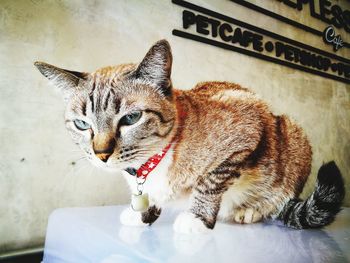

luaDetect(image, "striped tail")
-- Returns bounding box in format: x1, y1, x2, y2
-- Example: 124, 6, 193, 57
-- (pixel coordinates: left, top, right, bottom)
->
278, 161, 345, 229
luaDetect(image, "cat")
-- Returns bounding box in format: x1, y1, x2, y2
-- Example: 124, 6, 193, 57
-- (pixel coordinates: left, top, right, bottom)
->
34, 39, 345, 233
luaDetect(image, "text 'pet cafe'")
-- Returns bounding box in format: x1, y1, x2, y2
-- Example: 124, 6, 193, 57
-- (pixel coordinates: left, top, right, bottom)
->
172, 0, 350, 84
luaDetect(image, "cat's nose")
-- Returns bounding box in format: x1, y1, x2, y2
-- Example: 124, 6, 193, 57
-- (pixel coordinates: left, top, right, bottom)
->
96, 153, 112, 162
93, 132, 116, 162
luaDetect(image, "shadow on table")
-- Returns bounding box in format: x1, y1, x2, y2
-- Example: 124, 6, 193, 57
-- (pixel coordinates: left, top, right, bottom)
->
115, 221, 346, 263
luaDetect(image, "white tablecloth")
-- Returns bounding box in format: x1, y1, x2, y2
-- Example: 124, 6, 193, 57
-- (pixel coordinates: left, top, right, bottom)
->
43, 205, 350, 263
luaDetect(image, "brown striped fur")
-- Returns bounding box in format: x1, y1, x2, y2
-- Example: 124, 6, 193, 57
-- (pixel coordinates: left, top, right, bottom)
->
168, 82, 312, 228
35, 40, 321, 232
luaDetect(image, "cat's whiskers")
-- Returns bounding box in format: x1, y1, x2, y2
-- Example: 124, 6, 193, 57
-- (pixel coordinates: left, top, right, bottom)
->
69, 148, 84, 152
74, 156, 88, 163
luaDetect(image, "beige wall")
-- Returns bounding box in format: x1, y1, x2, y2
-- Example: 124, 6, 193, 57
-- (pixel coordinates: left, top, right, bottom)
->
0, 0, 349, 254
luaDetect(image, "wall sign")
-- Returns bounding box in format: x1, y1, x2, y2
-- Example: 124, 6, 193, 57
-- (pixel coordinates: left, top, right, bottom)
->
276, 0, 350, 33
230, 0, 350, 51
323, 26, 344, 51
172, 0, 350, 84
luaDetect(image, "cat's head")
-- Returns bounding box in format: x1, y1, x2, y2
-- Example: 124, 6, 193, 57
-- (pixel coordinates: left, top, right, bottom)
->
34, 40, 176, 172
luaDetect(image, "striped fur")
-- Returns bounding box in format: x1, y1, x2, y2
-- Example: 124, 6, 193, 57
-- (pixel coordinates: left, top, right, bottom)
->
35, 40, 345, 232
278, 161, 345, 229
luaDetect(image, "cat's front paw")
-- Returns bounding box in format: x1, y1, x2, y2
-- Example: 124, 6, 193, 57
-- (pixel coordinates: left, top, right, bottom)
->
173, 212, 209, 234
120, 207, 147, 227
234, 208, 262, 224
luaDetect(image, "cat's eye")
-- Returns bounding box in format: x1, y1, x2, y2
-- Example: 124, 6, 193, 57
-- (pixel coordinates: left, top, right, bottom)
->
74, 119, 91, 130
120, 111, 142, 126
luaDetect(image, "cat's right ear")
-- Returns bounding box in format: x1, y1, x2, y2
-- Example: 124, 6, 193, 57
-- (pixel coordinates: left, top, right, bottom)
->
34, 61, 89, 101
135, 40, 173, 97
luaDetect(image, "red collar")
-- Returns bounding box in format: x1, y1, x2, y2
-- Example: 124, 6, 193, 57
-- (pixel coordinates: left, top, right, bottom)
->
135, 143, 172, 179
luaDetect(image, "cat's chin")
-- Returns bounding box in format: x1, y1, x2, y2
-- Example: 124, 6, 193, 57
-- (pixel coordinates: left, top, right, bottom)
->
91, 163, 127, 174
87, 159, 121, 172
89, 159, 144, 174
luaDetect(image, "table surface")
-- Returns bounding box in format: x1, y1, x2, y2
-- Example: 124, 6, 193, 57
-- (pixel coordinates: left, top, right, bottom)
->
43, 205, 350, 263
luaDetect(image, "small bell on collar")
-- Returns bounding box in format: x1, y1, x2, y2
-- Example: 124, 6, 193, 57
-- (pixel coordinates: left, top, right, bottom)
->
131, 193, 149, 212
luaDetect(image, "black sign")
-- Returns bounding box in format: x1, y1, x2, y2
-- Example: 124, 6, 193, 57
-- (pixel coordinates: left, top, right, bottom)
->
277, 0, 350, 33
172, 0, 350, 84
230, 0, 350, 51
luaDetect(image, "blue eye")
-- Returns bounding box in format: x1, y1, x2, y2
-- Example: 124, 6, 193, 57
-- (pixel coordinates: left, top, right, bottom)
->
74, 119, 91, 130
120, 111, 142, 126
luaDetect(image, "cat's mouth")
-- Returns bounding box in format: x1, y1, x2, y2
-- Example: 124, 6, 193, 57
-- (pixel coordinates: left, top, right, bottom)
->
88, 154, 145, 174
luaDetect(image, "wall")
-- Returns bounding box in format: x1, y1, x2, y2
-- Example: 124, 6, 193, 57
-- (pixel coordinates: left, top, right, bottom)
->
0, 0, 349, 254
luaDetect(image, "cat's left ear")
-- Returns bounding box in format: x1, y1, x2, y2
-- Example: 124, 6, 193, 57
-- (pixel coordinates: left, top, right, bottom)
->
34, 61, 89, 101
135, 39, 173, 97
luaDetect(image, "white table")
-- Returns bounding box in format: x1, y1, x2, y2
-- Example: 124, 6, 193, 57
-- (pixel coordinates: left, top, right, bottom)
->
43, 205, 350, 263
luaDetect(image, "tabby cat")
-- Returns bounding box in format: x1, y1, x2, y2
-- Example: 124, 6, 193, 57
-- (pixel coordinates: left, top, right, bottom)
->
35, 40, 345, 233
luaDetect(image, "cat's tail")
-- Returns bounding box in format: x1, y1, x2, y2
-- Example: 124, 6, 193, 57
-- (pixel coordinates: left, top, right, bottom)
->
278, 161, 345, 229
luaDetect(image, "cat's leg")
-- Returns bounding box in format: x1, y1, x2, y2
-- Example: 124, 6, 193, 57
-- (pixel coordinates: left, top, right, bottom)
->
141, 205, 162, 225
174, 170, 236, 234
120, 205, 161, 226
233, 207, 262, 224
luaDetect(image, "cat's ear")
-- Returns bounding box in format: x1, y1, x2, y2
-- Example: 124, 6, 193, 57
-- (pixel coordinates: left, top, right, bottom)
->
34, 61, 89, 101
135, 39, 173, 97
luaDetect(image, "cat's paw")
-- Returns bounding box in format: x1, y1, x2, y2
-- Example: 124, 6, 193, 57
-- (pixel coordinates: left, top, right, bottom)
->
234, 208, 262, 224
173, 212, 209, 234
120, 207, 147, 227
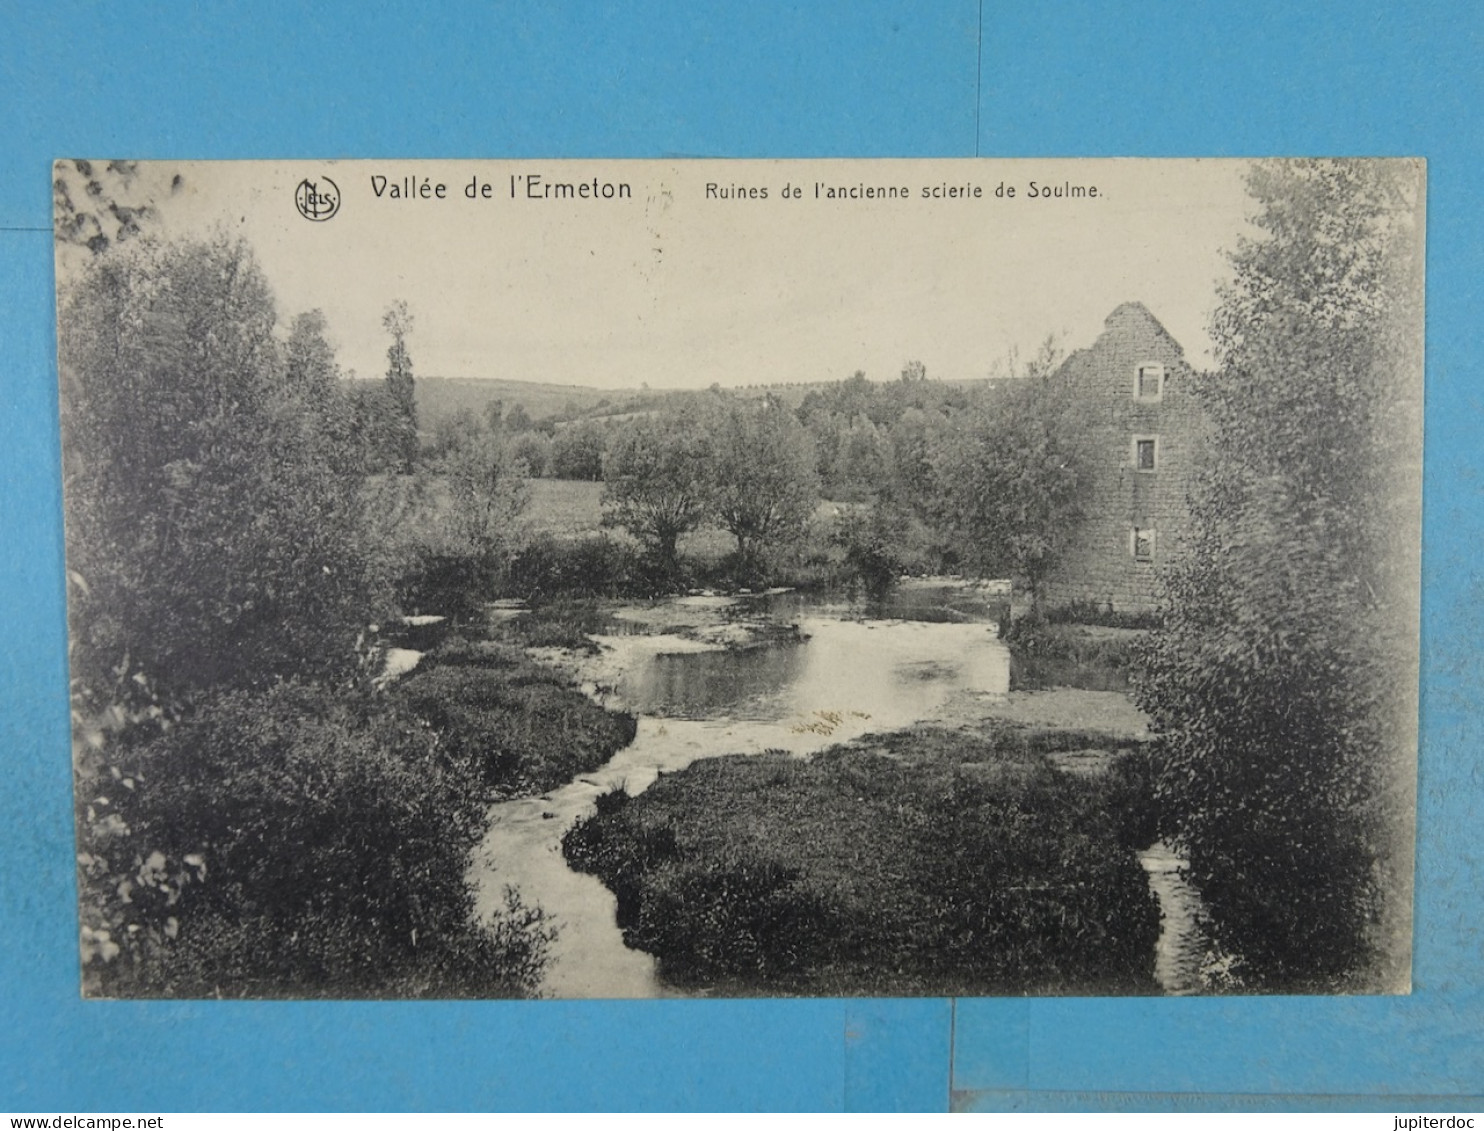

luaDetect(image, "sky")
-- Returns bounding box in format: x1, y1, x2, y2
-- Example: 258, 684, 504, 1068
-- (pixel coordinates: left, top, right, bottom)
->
━━━━━━━━━━━━━━━━━━━━━━━━━━━━━━
§ **What the task asks**: Each line above should be written out again exactly, without any image.

§ **Response to the exercise**:
luaDetect(image, "striped tail")
-- Returns bounding box in format: x1, y1, x2, y2
-- Example: 124, 6, 193, 57
-- (pixel coordinates: left, top, right, bottom)
->
278, 161, 345, 229
luaDetect(image, "cat")
-- Returns bounding box in format: x1, y1, x2, y2
-- Example: 124, 6, 193, 57
-- (pixel coordinates: left, top, right, bottom)
->
34, 39, 345, 233
luaDetect(image, "text 'pet cafe'")
-- Returns bounding box in format: x1, y1, x2, y2
-- Example: 124, 6, 193, 57
-- (pixel coordinates: left, top, right, bottom)
->
172, 0, 350, 84
luaDetect(image, "cat's nose")
-- Returns bounding box in format: x1, y1, x2, y2
-- Example: 124, 6, 193, 57
-- (pixel coordinates: left, top, right, bottom)
->
96, 153, 112, 162
93, 132, 116, 162
luaDetect(image, "shadow on table")
-- Returns bounding box in format: x1, y1, x2, y2
-- Example: 124, 6, 193, 57
-- (pixel coordinates: left, top, right, bottom)
->
115, 221, 346, 263
luaDetect(image, "white tablecloth")
-- Returns bounding box in format: x1, y1, x2, y2
-- Example: 124, 6, 193, 57
-- (pixel coordinates: left, top, right, bottom)
->
43, 205, 350, 263
luaDetect(image, "brown striped fur")
-- Returns bounding box in format: x1, y1, x2, y2
-- Example: 124, 6, 193, 57
-- (pixel coordinates: left, top, right, bottom)
->
168, 82, 312, 228
35, 40, 321, 232
luaDetect(image, "cat's whiskers")
-- Returns bounding box in format: x1, y1, x2, y2
-- Example: 124, 6, 193, 57
-- (pixel coordinates: left, top, right, bottom)
->
69, 148, 84, 152
74, 156, 88, 163
luaDetect(image, "beige wall")
-- Returns bounding box in format: x1, y1, x2, y2
-- Example: 124, 6, 193, 57
-- (pixel coordinates: left, top, right, bottom)
->
0, 0, 349, 254
luaDetect(image, "wall sign")
-- Returns bounding box in format: x1, y1, x2, y2
-- Example: 124, 6, 193, 57
-- (pixel coordinates: left, top, right, bottom)
->
276, 0, 350, 33
230, 0, 350, 51
323, 26, 344, 51
172, 0, 350, 84
luaDetect(image, "cat's head")
-- Returns bounding box in format: x1, y1, x2, y2
-- Example: 124, 6, 193, 57
-- (pixel coordinates: left, top, right, bottom)
->
34, 40, 176, 172
luaDetect(image, "striped fur")
-- Returns bounding box in format: x1, y1, x2, y2
-- Example: 124, 6, 193, 57
-- (pixel coordinates: left, top, right, bottom)
->
35, 40, 345, 232
278, 161, 345, 229
luaDetect(image, "cat's front paw")
-- Returns bounding box in format: x1, y1, x2, y2
-- Example: 124, 6, 193, 57
-- (pixel coordinates: left, top, right, bottom)
->
173, 212, 209, 234
120, 207, 147, 227
234, 208, 262, 224
luaDetect(image, "cat's eye")
-- Returns bounding box in format: x1, y1, x2, y2
-- Example: 124, 6, 193, 57
-- (pixel coordinates: left, top, right, bottom)
->
74, 119, 91, 130
120, 111, 142, 126
luaDetect(image, "cat's right ear")
-- Returns bounding box in format: x1, y1, x2, y2
-- Example: 124, 6, 193, 57
-- (pixel coordinates: left, top, right, bottom)
->
34, 61, 89, 101
135, 40, 173, 97
luaDetect(image, "red collar")
-- Returns bounding box in format: x1, y1, x2, y2
-- Example: 124, 6, 193, 57
-- (pixel coordinates: left, top, right, bottom)
->
135, 143, 172, 179
luaDetect(image, "cat's chin")
-- Returns bounding box in format: x1, y1, x2, y2
-- Example: 124, 6, 193, 57
-- (pixel coordinates: left, top, right, bottom)
->
91, 163, 127, 174
87, 159, 121, 172
89, 159, 144, 174
luaDetect(image, "table surface")
-- Returns bounding box in format: x1, y1, x2, y2
-- Example: 124, 6, 193, 57
-- (pixel coordinates: left, top, right, bottom)
->
43, 205, 350, 263
luaDetect(image, "small bell on collar")
-- Returns bounding box in format: x1, y1, x2, y2
-- Example: 124, 6, 193, 57
-- (pixel coordinates: left, top, right, bottom)
->
131, 193, 149, 212
luaDetect(image, "black sign")
-- Returns bounding box in format: x1, y1, x2, y2
-- Example: 124, 6, 193, 57
-- (pixel coordinates: left, top, right, bottom)
->
277, 0, 350, 33
172, 0, 350, 84
230, 0, 350, 51
luaDetect(image, "blue eye")
-- Returns bounding box in format: x1, y1, x2, y2
-- Example: 124, 6, 193, 57
-- (pixel coordinates: left, top, right, bottom)
->
74, 119, 91, 130
120, 111, 142, 126
luaDetect(image, "cat's mouth")
-- Returns bounding box in format: x1, y1, x2, y2
-- Example: 124, 6, 193, 57
-- (pixel coordinates: left, top, right, bottom)
->
88, 154, 145, 174
luaDetect(image, "wall")
-- Returns bounding box in format: x1, y1, x2, y2
-- Example: 124, 6, 193, 57
-- (pixel coordinates: left, top, right, bottom)
->
0, 0, 349, 254
luaDetect(image, "cat's left ear")
-- Returns bounding box in format: x1, y1, x2, y2
-- Example: 124, 6, 193, 57
-- (pixel coordinates: left, top, right, bottom)
->
34, 61, 89, 101
135, 39, 173, 97
luaDetect(image, "white table")
-- Returns bounding box in format: x1, y1, x2, y2
-- Example: 124, 6, 193, 57
-- (pixel coordinates: left, top, right, bottom)
->
43, 205, 350, 263
luaDetect(image, "tabby cat")
-- Returns bounding box in format: x1, y1, x2, y2
-- Example: 124, 6, 193, 57
-- (pixel coordinates: left, top, right, bottom)
->
35, 40, 345, 233
luaDetect(image, "cat's tail")
-- Returns bounding box in format: x1, y1, x2, y2
-- Example: 124, 6, 193, 57
-- (pixel coordinates: left, top, right, bottom)
->
278, 161, 345, 229
luaDetect(image, "cat's leg")
-- Returns bounding box in format: x1, y1, x2, y2
-- Example: 124, 6, 193, 57
-- (pixel coordinates: left, top, right, bottom)
->
141, 205, 162, 225
174, 170, 236, 234
120, 205, 161, 226
233, 207, 262, 224
luaDetect(image, "cat's ear")
-- Returns bounding box in format: x1, y1, x2, y2
-- Example: 124, 6, 193, 57
-- (pixel coordinates: left, top, right, bottom)
->
34, 61, 89, 101
135, 39, 173, 97
luaDetect(image, "cat's paw")
-- Returns bounding box in format: x1, y1, x2, y2
-- Example: 124, 6, 193, 57
-- (pixel coordinates: left, top, right, bottom)
->
234, 208, 262, 224
173, 212, 209, 234
120, 207, 147, 227

luaDetect(image, "sky")
-- Returns bounding box in format: x1, y1, x2, y2
-- Example: 258, 684, 504, 1068
-- (pixel coordinates: left, top, right, bottom)
->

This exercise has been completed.